● Records shown:
☆ ☆ ☆ ☆

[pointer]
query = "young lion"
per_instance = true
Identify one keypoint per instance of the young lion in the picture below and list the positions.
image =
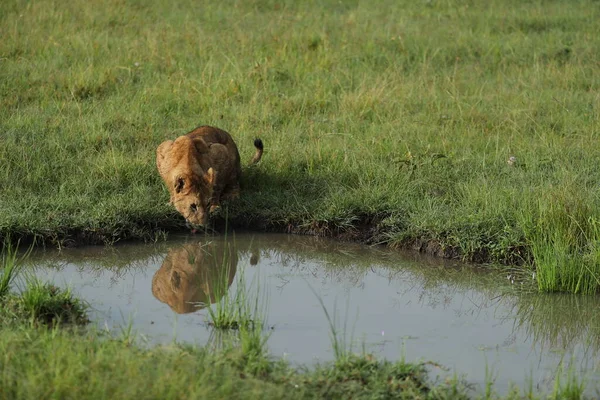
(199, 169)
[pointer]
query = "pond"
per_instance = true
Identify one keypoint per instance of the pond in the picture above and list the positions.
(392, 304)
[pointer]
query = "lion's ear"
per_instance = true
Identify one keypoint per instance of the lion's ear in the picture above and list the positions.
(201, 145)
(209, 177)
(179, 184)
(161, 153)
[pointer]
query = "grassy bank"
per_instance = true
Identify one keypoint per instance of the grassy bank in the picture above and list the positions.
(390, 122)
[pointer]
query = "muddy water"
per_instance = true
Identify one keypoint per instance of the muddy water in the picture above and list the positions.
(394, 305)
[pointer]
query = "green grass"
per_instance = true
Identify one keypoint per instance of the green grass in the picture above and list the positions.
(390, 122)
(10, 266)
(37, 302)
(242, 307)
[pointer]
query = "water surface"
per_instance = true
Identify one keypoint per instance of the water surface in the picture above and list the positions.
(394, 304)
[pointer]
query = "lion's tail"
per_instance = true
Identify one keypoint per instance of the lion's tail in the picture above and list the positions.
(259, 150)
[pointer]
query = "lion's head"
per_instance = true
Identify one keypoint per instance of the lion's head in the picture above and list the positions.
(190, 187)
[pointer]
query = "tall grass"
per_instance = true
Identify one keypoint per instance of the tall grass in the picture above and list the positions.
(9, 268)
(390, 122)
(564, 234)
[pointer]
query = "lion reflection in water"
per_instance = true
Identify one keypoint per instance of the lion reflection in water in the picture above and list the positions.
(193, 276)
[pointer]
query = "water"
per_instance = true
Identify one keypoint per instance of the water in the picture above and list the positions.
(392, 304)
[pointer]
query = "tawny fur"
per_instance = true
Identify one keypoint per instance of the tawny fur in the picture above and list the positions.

☆ ☆ ☆ ☆

● Exercise requirements: Each line that contains "young" is to be copied from the listing above.

● Answer space:
query = "young lion"
Identify one keypoint per instance of the young lion in the picture below and list the positions.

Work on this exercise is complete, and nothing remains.